━━ ITEMS
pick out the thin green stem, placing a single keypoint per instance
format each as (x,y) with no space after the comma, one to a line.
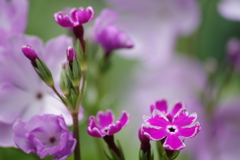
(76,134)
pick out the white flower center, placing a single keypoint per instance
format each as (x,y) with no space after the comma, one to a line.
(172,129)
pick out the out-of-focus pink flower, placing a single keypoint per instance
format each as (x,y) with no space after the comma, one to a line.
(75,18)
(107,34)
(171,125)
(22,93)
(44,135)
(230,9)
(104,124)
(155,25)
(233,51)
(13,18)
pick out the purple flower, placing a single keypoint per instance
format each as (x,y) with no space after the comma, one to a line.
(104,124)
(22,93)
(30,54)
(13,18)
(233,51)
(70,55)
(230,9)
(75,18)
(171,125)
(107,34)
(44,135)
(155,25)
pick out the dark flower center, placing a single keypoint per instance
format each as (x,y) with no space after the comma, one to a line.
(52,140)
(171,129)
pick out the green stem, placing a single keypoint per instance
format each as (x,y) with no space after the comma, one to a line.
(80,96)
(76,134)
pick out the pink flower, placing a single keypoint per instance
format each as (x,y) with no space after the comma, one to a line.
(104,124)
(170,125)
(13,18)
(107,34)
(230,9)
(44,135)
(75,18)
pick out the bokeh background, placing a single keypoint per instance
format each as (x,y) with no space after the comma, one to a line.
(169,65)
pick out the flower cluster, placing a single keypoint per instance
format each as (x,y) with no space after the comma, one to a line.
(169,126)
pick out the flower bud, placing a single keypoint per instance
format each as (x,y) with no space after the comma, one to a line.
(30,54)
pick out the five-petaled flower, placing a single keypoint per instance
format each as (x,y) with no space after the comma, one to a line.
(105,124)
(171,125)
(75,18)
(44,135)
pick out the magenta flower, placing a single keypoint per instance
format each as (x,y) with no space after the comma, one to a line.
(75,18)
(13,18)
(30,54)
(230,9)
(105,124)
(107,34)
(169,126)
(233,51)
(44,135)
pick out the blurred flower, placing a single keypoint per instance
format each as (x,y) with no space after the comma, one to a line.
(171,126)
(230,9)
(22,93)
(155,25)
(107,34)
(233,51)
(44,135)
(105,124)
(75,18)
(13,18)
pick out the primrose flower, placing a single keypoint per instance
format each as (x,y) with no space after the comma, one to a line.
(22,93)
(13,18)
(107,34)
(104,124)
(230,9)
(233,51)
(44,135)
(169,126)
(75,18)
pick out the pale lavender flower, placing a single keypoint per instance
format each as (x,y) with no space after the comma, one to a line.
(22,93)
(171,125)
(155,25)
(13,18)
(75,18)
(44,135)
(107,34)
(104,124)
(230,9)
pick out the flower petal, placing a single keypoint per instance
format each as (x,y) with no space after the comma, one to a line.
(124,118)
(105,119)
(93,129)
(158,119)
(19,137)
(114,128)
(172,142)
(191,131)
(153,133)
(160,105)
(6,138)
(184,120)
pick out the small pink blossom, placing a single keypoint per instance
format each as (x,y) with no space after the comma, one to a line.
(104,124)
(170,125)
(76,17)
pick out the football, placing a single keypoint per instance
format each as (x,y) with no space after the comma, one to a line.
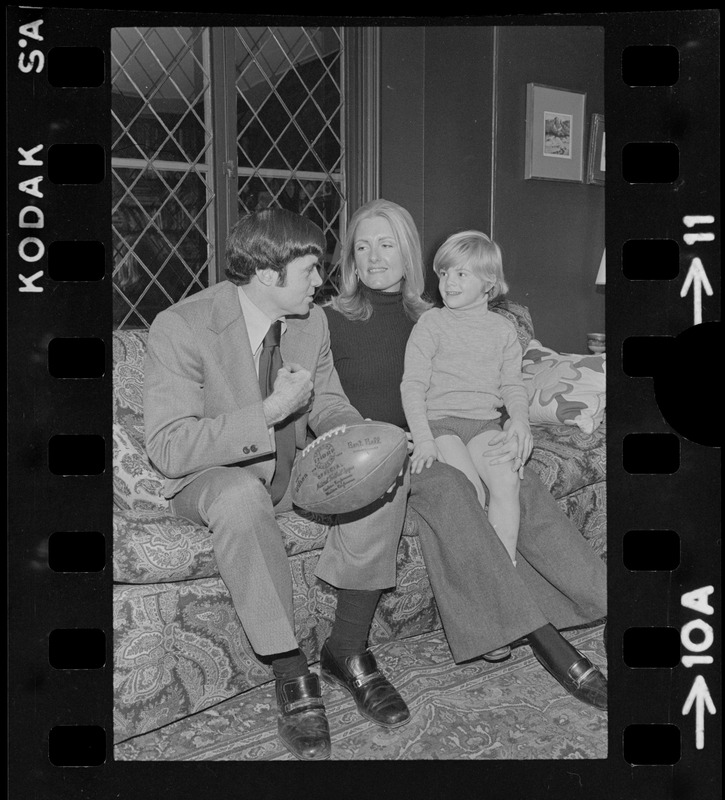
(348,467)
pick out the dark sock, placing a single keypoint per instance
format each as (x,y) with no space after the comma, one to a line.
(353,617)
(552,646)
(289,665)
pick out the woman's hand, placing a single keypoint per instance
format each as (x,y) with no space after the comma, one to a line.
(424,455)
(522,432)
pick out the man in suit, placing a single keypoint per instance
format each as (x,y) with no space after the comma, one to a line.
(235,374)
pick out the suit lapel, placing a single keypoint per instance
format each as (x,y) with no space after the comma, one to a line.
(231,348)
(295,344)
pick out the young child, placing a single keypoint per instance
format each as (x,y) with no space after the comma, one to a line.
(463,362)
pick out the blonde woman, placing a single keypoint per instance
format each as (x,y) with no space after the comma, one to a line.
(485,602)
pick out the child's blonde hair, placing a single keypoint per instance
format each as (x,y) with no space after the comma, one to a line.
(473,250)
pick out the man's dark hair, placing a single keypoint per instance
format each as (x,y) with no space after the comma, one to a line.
━━━━
» YOUR TASK:
Please copy the data word for word, starting at the line that contains "pick out the football, placing" and ending with the last line of the data, both included. Leave out the pictures.

» WORKED SOLUTION:
pick out the football, placing a single keypoint per instance
format each as (x,y) with no space after the comma, one to a line.
(348,467)
pick out the dark sock, placing a single keypoint per instance
format each as (x,y) with no space after the comma, one to a line.
(353,617)
(552,646)
(289,665)
pick out the woman's hand, placing a single keypoint per instance
format each as (x,y) with no space after the comma, one to a line.
(424,455)
(522,432)
pick out the man in suit, placing a single keypoint per instance
format each as (x,y) with no space after the comma, one to a line.
(235,374)
pick out the suit lapel, placing a single keypoint per instance
format each as (x,y) with no space after the comma, one to a line.
(231,348)
(295,344)
pick out the young child, placing a single keypoint per instance
format each as (x,y) with no space after the comma, one to a line.
(463,362)
pick out the blonde woman, placing a single keypoint per instance
format each as (x,y) with no space after the comma, one to a line.
(485,602)
pick out the child's blonde hair, placing a single keypoint per instance
format each as (x,y) with no space after the comma, one to a line.
(473,250)
pick out the man's dark hair, placing a single keypoint per instance
format each as (x,y) with no space after the comma, one to a line.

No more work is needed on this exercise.